**Brano di riferimento**:

I vini hanno potenza e alcol, oltre che tannini e acidità. Con l’età il vino perde la sua rusticità iniziale e si fa più raffinato, pur mantenendo una decisa potenza. Gli aromi vanno dai fiori, alle spezie, dalla liquirizia alle ciliegie sotto spirito, per finire con i fichi secchi, il cuoio, la terra e il sottobosco.

Vediamo come sono andati i vini della degustazione, che illustro in ordine di servizio.

Casebianche, Cilento Aglianico Cupersito 2017. Ancora nella fase iniziale della sua vita, potente e caldo. Naso bello e pulito, terra, fiori caldi, nota minerale e frutta rossa. I tannini sono presenti, maturi e fitti, acidità che spinge, ha una discreta lunghezza e un finale di tabacco, menta secca, e frutta sotto spirito. Balsamico e sapido. (90/100)

Viticoltori Lenza, Colli di Salerno Aglianico Massaro 2018. Ha una impronta piuttosto moderna, vinificato in solo acciaio. Senza solfiti aggiunti. Al naso tabacco dolce, rosa passita e frutta matura. Note poi di cenere che conducono a un palato tannico e austero. L’incedere è quasi frenato nella prima parte, mentre il finale è più espressivo. Probabilmente è in una fase evolutiva complicata e va atteso qualche tempo, anche perché sembra avere un buon potenziale. Lungo. (88/100)

Luigi Maffini, Cilento Aglianico Siopè 2016. Un tentativo di coniugare tradizione con modernità per l’uso della barrique francese. Ne risulta un vino dal carattere internazionale, connotato, a mio avviso, da una certa rigidità, indotta dall’apporto tannico. (82/100)

**Esercizio proposto 1**:
Rispondi a queste domande sulle note di degustazione:
(a) Quale vino è stato vinificato in solo acciaio?
(b) Che punteggio ottiene il Cilento Aglianico Cupersito 2017 di Casebianche?
(c) Quale tipo di botte viene usato per il Cilento Aglianico Siopè 2016?
**Esercizio proposto 2**: Ripeti fedelmente il brano delle note di degustazione che parte da "Casebianche, Cilento Aglianico" e arriva fino a "e sapido. (90/100)".
Le righe riportate qui provengono da un'altra fonte.

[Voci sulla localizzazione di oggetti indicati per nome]
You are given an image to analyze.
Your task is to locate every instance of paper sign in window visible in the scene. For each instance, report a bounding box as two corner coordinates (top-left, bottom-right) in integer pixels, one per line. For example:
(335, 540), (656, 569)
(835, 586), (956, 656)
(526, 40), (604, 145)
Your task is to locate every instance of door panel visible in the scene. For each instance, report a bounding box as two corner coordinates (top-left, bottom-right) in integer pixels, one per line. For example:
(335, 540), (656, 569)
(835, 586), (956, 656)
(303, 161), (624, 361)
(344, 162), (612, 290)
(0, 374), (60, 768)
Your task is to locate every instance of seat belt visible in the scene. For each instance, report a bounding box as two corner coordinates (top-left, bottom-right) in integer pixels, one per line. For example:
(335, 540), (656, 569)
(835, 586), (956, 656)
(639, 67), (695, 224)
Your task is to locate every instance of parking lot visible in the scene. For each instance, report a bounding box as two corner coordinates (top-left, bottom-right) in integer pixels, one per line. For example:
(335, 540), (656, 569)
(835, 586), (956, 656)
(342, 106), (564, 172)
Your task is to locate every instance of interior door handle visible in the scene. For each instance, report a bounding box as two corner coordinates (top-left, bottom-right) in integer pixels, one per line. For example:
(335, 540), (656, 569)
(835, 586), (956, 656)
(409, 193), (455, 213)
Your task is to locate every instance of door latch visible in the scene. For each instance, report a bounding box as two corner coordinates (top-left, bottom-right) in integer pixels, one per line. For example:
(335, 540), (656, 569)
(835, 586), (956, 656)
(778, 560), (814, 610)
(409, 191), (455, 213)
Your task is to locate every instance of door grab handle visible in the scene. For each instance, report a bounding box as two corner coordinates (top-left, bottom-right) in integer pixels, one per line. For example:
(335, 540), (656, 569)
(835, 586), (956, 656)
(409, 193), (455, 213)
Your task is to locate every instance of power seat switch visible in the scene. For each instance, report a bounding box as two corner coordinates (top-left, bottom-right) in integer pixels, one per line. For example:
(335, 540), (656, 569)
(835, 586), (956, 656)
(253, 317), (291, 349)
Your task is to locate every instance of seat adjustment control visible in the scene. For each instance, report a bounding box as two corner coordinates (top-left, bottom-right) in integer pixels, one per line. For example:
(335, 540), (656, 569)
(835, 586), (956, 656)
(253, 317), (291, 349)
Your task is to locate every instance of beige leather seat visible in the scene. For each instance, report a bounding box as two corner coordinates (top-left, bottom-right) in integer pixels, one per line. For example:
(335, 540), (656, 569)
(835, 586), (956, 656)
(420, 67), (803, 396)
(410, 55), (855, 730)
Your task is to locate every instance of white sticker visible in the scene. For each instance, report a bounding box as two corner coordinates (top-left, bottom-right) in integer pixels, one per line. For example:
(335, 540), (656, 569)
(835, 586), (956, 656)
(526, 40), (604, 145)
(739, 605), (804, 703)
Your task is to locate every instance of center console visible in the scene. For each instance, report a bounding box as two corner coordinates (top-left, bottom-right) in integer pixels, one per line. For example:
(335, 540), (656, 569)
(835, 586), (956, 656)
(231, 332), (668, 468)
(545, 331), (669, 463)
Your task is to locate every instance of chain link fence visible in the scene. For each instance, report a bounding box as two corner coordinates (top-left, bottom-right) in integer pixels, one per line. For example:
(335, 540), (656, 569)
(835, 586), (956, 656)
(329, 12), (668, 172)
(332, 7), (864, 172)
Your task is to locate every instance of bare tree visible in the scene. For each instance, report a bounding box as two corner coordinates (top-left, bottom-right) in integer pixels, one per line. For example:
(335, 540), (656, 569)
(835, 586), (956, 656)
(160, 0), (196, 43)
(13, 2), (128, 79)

**Soluzione 1**:
(a) Il Colli di Salerno Aglianico Massaro 2018 di Viticoltori Lenza.
(b) 90/100.
(c) La barrique francese.

**Soluzione 2**:
Casebianche, Cilento Aglianico Cupersito 2017. Ancora nella fase iniziale della sua vita, potente e caldo. Naso bello e pulito, terra, fiori caldi, nota minerale e frutta rossa. I tannini sono presenti, maturi e fitti, acidità che spinge, ha una discreta lunghezza e un finale di tabacco, menta secca, e frutta sotto spirito. Balsamico e sapido. (90/100)